### Task description
List each line of the data that holds the string "front".

[Opening Input data section]

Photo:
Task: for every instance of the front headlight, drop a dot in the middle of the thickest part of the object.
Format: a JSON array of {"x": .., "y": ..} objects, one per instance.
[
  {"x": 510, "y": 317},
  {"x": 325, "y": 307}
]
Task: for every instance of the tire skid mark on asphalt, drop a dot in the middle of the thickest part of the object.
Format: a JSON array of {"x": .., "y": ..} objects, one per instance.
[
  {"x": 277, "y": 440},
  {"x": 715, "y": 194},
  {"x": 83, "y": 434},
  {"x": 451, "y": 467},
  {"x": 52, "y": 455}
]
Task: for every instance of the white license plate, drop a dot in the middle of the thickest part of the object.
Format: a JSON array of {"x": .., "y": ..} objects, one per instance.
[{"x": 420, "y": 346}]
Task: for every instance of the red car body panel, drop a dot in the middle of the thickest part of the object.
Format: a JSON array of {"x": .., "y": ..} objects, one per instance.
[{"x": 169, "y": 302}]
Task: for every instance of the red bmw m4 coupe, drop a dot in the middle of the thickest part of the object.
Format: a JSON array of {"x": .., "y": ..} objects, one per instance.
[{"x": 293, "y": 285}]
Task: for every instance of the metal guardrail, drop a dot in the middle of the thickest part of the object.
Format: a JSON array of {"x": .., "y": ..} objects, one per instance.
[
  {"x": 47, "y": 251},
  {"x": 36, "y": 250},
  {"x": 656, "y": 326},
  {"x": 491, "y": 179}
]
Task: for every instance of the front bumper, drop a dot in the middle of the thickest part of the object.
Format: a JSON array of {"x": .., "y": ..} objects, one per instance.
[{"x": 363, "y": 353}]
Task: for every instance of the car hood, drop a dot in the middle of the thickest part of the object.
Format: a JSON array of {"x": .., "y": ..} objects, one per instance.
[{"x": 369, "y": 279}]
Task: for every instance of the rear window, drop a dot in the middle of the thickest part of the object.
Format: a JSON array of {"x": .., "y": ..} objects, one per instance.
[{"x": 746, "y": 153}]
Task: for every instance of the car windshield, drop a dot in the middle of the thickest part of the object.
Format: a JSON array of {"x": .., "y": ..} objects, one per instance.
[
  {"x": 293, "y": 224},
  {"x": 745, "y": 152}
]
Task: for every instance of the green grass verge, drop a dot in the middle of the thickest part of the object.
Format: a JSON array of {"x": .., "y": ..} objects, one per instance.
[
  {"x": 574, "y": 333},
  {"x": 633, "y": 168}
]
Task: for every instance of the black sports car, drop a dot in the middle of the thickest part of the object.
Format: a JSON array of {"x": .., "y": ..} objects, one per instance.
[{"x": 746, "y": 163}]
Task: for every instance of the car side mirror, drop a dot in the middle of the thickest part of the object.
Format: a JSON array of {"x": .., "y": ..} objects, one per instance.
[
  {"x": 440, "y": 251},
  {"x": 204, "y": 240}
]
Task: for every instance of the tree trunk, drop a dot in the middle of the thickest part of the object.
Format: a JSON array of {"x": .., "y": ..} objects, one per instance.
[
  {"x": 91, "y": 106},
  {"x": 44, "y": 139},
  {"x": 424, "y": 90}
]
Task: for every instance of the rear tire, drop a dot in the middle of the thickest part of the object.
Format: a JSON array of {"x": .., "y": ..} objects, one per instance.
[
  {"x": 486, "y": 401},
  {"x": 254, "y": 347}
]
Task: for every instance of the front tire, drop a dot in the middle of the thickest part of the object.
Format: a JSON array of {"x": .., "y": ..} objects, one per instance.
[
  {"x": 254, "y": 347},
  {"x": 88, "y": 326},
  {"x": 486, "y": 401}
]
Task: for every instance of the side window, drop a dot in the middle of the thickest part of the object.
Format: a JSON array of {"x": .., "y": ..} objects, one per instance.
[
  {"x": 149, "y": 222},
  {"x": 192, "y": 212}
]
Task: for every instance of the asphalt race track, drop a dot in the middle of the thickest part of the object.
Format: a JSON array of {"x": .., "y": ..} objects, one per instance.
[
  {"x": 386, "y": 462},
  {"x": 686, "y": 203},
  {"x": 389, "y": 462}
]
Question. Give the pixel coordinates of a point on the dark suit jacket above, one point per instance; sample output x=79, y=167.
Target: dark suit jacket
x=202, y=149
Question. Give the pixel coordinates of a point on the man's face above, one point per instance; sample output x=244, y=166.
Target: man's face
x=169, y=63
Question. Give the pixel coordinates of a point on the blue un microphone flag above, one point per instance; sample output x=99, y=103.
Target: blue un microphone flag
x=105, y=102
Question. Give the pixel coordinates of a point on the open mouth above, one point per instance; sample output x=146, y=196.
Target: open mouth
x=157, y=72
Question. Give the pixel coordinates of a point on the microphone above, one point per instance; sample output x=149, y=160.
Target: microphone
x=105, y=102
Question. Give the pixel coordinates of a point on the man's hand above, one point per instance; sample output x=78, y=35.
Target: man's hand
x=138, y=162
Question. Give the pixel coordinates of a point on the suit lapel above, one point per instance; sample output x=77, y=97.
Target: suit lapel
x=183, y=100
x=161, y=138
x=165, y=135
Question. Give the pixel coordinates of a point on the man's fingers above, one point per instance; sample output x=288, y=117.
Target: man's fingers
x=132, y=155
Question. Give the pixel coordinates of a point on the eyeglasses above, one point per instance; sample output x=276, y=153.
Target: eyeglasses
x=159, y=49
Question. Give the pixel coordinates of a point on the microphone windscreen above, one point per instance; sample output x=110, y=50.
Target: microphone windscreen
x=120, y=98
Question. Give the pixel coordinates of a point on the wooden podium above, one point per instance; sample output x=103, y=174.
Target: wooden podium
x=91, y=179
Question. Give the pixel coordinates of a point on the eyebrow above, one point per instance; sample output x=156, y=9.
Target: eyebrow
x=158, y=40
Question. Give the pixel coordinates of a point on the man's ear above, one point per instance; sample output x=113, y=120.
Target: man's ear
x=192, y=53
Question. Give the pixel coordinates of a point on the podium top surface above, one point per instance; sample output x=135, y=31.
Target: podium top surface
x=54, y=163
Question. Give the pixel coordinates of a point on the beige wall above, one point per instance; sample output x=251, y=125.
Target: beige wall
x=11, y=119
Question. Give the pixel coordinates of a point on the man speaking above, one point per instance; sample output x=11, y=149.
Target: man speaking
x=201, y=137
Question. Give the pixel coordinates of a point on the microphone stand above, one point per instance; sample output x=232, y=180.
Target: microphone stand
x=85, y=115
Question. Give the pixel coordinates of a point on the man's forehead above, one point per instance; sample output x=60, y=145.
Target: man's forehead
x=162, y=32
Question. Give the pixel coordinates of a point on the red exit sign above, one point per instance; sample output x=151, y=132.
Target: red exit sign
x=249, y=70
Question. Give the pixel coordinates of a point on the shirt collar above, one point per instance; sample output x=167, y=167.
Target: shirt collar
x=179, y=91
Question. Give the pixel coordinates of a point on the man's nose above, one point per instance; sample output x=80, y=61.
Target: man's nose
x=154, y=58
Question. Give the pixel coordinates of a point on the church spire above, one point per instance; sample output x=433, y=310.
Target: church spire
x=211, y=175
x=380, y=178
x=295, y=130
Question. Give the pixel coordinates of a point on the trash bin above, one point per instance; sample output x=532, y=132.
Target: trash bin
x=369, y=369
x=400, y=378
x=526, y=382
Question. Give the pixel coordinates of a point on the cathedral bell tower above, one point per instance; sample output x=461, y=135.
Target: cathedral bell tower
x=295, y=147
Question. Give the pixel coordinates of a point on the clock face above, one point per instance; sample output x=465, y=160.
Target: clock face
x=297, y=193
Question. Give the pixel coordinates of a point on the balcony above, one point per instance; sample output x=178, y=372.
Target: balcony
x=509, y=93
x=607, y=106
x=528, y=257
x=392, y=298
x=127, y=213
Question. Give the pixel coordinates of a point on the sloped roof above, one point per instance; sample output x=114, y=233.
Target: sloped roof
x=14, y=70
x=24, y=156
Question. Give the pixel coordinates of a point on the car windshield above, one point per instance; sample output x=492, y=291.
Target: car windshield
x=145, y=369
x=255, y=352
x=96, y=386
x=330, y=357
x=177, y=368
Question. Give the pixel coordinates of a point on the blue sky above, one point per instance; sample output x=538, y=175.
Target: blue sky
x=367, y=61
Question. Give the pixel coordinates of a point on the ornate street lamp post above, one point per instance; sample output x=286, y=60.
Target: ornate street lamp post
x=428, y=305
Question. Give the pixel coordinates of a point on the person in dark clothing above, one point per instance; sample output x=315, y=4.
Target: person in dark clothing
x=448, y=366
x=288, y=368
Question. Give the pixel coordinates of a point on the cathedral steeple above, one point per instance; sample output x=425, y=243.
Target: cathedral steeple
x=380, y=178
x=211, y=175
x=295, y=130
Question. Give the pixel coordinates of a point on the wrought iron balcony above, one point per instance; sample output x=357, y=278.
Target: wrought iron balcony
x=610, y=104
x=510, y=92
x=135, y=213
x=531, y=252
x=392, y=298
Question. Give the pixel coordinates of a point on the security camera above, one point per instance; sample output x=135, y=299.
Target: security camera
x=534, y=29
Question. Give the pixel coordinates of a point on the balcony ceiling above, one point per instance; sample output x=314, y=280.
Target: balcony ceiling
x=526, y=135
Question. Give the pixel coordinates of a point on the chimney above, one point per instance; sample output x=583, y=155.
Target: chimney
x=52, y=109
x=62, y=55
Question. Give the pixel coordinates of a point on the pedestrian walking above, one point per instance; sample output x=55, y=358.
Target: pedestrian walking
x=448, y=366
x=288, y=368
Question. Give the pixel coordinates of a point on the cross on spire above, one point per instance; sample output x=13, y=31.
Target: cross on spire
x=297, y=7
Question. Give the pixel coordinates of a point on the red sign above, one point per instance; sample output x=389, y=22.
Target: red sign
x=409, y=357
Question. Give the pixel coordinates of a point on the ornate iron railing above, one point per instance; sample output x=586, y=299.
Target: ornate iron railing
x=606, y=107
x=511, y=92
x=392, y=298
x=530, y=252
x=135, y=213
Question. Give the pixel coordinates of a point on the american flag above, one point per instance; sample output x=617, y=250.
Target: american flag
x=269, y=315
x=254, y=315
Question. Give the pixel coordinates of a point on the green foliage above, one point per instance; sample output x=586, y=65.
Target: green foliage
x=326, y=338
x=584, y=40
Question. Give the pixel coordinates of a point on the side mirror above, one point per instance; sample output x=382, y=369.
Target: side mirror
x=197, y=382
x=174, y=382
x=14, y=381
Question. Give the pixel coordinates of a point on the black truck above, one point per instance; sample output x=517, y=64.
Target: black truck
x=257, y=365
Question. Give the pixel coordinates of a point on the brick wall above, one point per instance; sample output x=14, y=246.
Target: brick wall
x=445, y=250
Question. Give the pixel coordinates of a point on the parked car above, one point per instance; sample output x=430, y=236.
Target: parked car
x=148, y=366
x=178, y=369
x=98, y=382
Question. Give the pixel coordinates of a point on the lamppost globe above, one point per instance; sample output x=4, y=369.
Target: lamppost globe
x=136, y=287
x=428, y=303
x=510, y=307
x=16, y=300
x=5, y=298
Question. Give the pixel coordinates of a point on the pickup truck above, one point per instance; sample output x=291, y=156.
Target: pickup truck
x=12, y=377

[Closing Input data section]

### Result of the task
Task: for every instance of the front headlight, drop a dot in the middle of the thickest part of the object.
Task: for every instance of the front bumper, drop a dot in the middle of the thickest part of the object.
Task: for every instance of the front tire, drop a dot in the middle of the thickest part of the object.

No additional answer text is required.